What you have to do = From the entries, return every line where the string "below" shows up.

Image point grounding data:

- - - -

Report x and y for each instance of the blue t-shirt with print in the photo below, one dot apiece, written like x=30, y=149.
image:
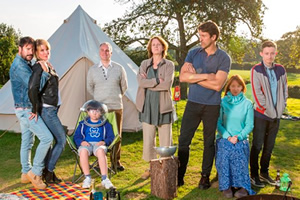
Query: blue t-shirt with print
x=94, y=134
x=204, y=64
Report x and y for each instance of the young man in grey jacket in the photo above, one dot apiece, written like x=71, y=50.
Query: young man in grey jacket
x=270, y=93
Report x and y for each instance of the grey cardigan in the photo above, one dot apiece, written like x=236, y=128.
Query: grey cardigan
x=109, y=90
x=166, y=72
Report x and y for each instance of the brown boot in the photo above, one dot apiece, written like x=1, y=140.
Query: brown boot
x=241, y=193
x=24, y=178
x=228, y=193
x=36, y=180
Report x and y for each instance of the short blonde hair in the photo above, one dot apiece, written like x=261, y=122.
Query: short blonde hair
x=38, y=44
x=162, y=41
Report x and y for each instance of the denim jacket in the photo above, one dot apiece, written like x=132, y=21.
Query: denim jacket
x=19, y=73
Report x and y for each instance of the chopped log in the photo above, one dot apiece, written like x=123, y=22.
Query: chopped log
x=164, y=177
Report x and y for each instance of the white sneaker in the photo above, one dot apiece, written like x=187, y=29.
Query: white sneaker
x=87, y=182
x=106, y=183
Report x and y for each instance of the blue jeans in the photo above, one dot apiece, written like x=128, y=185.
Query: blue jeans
x=193, y=114
x=49, y=115
x=264, y=136
x=29, y=128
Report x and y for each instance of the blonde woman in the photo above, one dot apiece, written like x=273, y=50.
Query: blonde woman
x=45, y=102
x=153, y=99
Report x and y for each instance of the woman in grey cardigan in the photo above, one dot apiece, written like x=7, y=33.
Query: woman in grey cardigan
x=154, y=100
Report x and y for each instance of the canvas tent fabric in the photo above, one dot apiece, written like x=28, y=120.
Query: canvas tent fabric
x=74, y=49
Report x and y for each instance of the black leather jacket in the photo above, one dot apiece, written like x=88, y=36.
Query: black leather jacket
x=48, y=94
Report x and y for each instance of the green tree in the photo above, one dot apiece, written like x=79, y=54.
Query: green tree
x=288, y=49
x=8, y=49
x=177, y=20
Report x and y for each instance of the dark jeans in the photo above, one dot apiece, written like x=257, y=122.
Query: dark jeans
x=264, y=134
x=49, y=115
x=193, y=115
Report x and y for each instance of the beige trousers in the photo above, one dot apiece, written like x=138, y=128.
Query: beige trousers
x=149, y=139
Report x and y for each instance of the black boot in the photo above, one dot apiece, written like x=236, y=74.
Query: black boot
x=55, y=179
x=50, y=177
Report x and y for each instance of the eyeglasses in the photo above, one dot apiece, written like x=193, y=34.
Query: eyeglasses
x=94, y=111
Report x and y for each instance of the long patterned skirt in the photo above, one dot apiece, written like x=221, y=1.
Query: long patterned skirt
x=232, y=165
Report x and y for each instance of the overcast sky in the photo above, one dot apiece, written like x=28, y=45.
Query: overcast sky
x=40, y=19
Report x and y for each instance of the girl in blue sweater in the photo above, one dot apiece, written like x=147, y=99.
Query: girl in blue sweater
x=235, y=123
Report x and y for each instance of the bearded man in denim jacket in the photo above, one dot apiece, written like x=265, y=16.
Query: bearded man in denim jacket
x=31, y=124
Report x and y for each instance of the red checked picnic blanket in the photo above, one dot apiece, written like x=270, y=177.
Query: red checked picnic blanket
x=63, y=190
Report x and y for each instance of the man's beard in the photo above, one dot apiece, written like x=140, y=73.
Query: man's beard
x=205, y=47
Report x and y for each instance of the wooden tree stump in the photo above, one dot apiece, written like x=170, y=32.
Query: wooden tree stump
x=164, y=177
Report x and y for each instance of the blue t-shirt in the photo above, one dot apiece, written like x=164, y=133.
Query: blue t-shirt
x=94, y=134
x=204, y=64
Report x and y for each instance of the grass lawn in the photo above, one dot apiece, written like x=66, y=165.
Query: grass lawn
x=129, y=183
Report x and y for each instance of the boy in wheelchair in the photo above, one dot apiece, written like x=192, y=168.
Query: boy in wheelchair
x=92, y=136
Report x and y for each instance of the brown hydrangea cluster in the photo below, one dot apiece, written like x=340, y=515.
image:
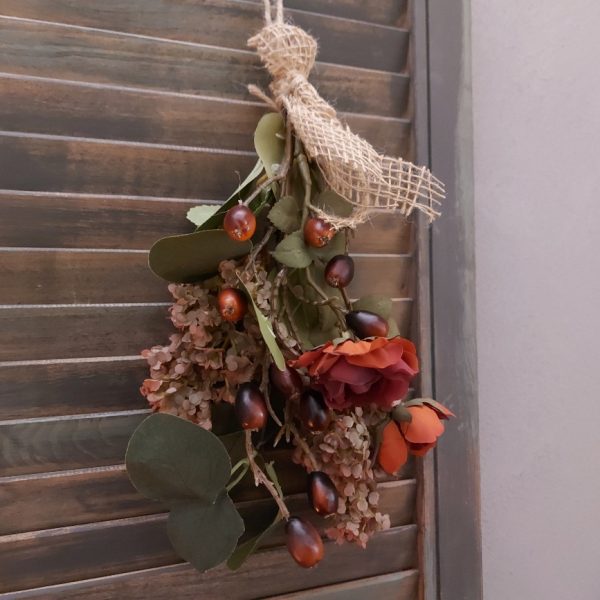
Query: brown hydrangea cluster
x=208, y=357
x=343, y=451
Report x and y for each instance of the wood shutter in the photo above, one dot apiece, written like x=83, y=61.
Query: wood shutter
x=116, y=116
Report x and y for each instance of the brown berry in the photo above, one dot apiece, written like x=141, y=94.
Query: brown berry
x=367, y=324
x=313, y=411
x=239, y=223
x=250, y=406
x=288, y=381
x=232, y=304
x=318, y=233
x=339, y=271
x=303, y=542
x=322, y=493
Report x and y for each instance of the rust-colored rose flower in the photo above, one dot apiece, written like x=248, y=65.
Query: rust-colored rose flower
x=376, y=371
x=415, y=436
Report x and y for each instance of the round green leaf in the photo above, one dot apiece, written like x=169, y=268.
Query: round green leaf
x=292, y=251
x=269, y=141
x=172, y=460
x=194, y=256
x=204, y=535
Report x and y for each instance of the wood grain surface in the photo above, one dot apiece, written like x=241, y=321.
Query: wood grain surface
x=117, y=117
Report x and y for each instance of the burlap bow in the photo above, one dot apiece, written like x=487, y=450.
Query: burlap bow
x=351, y=166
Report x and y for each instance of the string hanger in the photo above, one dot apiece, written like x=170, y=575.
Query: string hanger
x=278, y=12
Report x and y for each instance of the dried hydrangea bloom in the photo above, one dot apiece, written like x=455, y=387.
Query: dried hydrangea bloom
x=343, y=451
x=205, y=360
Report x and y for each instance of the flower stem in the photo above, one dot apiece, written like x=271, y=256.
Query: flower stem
x=261, y=479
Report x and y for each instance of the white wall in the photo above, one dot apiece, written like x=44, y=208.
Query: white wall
x=536, y=79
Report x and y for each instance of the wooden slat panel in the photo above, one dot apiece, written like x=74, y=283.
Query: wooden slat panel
x=45, y=390
x=70, y=53
x=37, y=446
x=105, y=493
x=102, y=494
x=43, y=333
x=64, y=277
x=385, y=12
x=395, y=586
x=56, y=221
x=38, y=105
x=86, y=166
x=226, y=23
x=268, y=572
x=95, y=550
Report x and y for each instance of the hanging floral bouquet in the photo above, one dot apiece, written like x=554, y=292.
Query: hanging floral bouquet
x=270, y=350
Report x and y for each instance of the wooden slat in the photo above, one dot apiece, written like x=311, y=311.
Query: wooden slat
x=40, y=220
x=385, y=12
x=226, y=23
x=96, y=550
x=38, y=105
x=268, y=572
x=105, y=493
x=46, y=390
x=81, y=331
x=102, y=57
x=65, y=277
x=395, y=586
x=102, y=494
x=90, y=166
x=36, y=446
x=44, y=333
x=62, y=443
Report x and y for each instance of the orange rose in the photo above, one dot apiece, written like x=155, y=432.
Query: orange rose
x=415, y=436
x=376, y=371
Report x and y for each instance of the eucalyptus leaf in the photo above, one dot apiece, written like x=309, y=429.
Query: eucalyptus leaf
x=216, y=220
x=376, y=303
x=292, y=251
x=333, y=203
x=286, y=214
x=205, y=535
x=173, y=460
x=194, y=256
x=245, y=550
x=201, y=213
x=269, y=141
x=268, y=335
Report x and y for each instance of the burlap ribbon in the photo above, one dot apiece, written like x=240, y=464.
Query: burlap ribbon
x=351, y=166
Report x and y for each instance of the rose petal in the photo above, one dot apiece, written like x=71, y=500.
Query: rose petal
x=393, y=451
x=346, y=373
x=425, y=426
x=420, y=449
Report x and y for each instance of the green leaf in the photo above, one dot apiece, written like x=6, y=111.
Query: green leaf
x=245, y=550
x=201, y=213
x=333, y=204
x=205, y=535
x=172, y=460
x=216, y=220
x=194, y=256
x=292, y=251
x=377, y=303
x=269, y=141
x=393, y=328
x=267, y=333
x=286, y=215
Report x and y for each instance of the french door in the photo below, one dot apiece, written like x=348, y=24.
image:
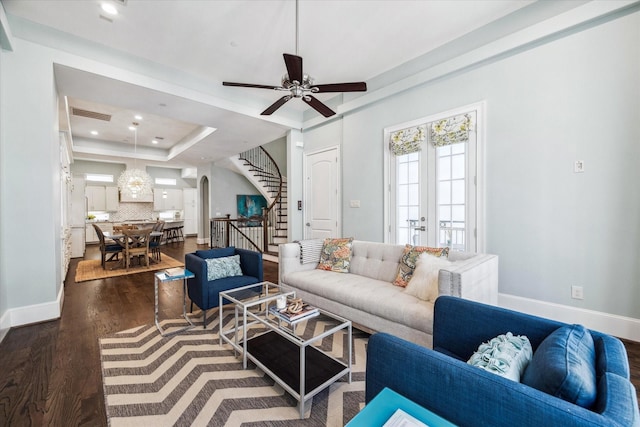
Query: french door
x=433, y=195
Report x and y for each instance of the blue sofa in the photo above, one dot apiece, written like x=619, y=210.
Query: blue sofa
x=441, y=380
x=205, y=293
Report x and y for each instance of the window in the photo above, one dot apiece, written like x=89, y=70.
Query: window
x=432, y=181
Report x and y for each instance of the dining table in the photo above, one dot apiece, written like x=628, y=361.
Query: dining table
x=119, y=238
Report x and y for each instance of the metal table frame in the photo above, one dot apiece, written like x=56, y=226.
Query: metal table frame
x=272, y=324
x=161, y=277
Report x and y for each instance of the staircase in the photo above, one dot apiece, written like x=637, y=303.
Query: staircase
x=260, y=168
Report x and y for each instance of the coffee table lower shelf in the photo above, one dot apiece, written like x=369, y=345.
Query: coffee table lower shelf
x=280, y=359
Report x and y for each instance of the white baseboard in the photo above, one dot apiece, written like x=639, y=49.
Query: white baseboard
x=5, y=325
x=33, y=313
x=612, y=324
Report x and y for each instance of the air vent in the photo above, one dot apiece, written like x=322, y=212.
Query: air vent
x=90, y=114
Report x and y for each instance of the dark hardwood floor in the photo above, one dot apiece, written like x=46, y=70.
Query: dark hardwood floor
x=50, y=372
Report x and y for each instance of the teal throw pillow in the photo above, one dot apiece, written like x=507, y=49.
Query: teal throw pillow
x=564, y=366
x=218, y=268
x=505, y=355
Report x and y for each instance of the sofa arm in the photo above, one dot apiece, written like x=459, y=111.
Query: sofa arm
x=475, y=279
x=289, y=261
x=195, y=285
x=251, y=263
x=464, y=394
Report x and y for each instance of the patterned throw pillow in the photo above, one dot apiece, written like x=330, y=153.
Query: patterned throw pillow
x=505, y=355
x=218, y=268
x=408, y=261
x=336, y=255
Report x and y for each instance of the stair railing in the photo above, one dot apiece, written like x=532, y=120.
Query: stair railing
x=255, y=233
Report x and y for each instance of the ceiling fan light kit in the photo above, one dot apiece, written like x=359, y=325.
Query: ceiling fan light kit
x=300, y=85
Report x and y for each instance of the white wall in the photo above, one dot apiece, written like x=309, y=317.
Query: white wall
x=576, y=98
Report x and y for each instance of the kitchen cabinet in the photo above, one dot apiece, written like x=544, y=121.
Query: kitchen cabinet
x=111, y=197
x=165, y=199
x=90, y=232
x=101, y=198
x=148, y=198
x=96, y=198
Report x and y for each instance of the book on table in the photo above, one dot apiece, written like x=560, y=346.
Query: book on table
x=284, y=314
x=174, y=272
x=402, y=419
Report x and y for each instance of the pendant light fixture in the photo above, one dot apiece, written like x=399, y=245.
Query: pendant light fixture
x=135, y=183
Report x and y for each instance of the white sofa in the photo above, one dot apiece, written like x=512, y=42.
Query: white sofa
x=367, y=296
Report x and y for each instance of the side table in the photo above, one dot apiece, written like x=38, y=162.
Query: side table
x=384, y=405
x=162, y=277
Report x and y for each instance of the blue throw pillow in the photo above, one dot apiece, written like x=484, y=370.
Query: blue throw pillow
x=216, y=253
x=564, y=366
x=219, y=268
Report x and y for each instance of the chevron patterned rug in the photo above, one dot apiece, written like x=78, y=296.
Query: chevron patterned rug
x=190, y=380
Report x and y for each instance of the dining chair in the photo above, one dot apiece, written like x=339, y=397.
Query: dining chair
x=156, y=240
x=113, y=250
x=136, y=244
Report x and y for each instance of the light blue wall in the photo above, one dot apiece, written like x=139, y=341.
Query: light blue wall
x=30, y=183
x=576, y=98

- - - -

Answer area =
Report x and y for each instance of the blue t-shirt with print in the photo below, one dot apiece, written like x=30, y=149.
Report x and y for each instance of the brown hydrangea cluster in the photo below, one dot apiece, written like x=340, y=515.
Report x and y for each instance of the french door in the photo below, one dot apiece, written like x=348, y=24.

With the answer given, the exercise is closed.